[Given passage]
Three years ago, Rahul Prasad, a second-year-student of St Joseph’s College, visited a village off Mysuru Road as a volunteer with a medical camp.

Published: 16th July 2017 10:19 PM  |   Last Updated: 17th July 2017 01:14 PM   |  A+A-

Express News Service

BENGALURU: Three years ago, Rahul Prasad, a second-year-student of St Joseph’s College, visited a village off Mysuru Road as a volunteer with a medical camp. He re-visited the village Bhadrapura a year on, and was sad to see that the camp had no long-term impact. He spoke to the panchayat heads and decided to transform Bhadrapura into, what he calls, a smart village.

This February, he set up a food-processing unit here. This fair trade centre, which makes powders of spices, is set to sign contracts to send their products to the US and Canada.

“We talk about smart cities, but cities are already smart,” says Rahul. “India’s GDP will improve if rural areas are developed, that is my vision for the country and I am starting by enabling Bhadrapura.” This social activist and  recipient of REX Karmaveer Chakra Awards runs an NGO called Juvenile Care.

Rahul Prasad with children from
Bhadrapura village

While people say he has “adopted the village”, he does not agree. “I have only taken on a responsibility and I have no authority over the place,” he says.

Bhadrapura is a village in Ramanagara with 140 houses. “When travelling to Mysuru, people often overlook Ramanagara,” he says, adding, “I want the place to be known for spices.” The centre he opened in the village attracted its first investment in February this year.

One and a half years ago, Rahul set up a primary health care in the village, but it did not pan out well. “The locals were taking things for granted,” he says. “I decided, instead of giving something as charity, why not make them earn it.”

The Bhadrapura’s unit, which manufactures powders of black pepper, chilli, cardamom and coriander, had been closed for the past two months because of ongoing work. But they will resume operations soon and begin exports this October, when the village will be inaugurated as a “smart village”.

The food unit has had a domino effect and the villagers now look for more infrastructure development. “A village that has been isolated for 60 years cannot be developed in just two years,” he says. “But we have made a concerted effort to provide electricity here and raise awareness about sanitation and health as well.”

Rahul believes that the only way to develop a village is to respect its people and empower them.
“I will not call this F&B cottage unit a start-up because start-ups can fail. If this fails, then there are lives that I will be responsible for,” he says.
[/Given passage]
[Excerpted data]
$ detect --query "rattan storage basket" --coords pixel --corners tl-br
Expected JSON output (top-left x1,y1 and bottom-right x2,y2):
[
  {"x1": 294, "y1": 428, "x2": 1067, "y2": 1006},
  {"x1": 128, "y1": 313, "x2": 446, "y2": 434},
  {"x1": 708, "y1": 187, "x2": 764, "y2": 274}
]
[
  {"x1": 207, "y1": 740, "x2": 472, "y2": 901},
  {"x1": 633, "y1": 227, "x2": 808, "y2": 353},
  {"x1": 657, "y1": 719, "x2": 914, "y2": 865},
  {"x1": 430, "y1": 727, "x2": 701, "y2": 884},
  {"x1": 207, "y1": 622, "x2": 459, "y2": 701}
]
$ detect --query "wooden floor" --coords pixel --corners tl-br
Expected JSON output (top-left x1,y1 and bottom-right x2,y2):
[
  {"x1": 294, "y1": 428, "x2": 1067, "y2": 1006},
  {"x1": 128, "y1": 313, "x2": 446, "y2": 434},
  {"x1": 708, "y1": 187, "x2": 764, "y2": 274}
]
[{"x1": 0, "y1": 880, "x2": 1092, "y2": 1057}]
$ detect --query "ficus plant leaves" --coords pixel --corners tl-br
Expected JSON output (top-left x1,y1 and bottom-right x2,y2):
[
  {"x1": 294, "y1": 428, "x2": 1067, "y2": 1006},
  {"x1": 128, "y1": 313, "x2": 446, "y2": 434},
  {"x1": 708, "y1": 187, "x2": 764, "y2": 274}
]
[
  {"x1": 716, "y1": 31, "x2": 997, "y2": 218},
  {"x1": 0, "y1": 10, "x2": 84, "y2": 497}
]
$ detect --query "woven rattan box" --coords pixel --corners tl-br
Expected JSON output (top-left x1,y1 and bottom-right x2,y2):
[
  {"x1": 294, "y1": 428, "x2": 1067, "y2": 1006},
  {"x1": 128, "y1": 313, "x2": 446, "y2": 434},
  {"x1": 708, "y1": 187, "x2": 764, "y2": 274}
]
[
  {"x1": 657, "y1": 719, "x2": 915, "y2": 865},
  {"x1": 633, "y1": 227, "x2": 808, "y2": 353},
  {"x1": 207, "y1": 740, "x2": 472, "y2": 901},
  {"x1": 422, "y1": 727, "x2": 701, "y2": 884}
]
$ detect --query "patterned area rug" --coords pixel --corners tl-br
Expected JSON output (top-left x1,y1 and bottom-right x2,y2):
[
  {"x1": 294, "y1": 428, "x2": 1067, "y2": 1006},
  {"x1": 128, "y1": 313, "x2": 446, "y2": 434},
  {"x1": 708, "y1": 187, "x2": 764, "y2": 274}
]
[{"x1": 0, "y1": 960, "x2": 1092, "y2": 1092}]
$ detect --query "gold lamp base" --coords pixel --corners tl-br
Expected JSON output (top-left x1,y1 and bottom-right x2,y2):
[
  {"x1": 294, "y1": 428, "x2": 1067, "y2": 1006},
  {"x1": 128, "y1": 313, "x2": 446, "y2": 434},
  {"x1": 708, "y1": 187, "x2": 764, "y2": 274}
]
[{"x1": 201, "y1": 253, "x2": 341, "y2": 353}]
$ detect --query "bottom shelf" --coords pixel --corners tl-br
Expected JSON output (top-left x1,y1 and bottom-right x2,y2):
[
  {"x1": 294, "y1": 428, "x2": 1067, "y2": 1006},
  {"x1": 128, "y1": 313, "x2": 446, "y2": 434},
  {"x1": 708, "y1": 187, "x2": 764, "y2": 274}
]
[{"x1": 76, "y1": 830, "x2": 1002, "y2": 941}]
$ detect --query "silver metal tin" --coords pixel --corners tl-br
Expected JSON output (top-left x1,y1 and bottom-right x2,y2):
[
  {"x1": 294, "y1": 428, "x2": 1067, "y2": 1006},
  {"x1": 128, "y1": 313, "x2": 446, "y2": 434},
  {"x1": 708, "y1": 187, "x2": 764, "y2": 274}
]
[/Excerpted data]
Problems to work on:
A: Return the part of the Bhadrapura article that opens with the words containing "Published: 16th July" and closes with "a smart village.".
B: Answer these questions from the Bhadrapura article:
(i) How many houses does Bhadrapura have?
(ii) Which spices does the village unit make powders of?
(iii) What is the name of the NGO that Rahul Prasad runs?

Outputs for the tasks:
A:
Published: 16th July 2017 10:19 PM  |   Last Updated: 17th July 2017 01:14 PM   |  A+A-

Express News Service

BENGALURU: Three years ago, Rahul Prasad, a second-year-student of St Joseph’s College, visited a village off Mysuru Road as a volunteer with a medical camp. He re-visited the village Bhadrapura a year on, and was sad to see that the camp had no long-term impact. He spoke to the panchayat heads and decided to transform Bhadrapura into, what he calls, a smart village.

B:
(i) 140
(ii) Black pepper, chilli, cardamom and coriander
(iii) Juvenile Care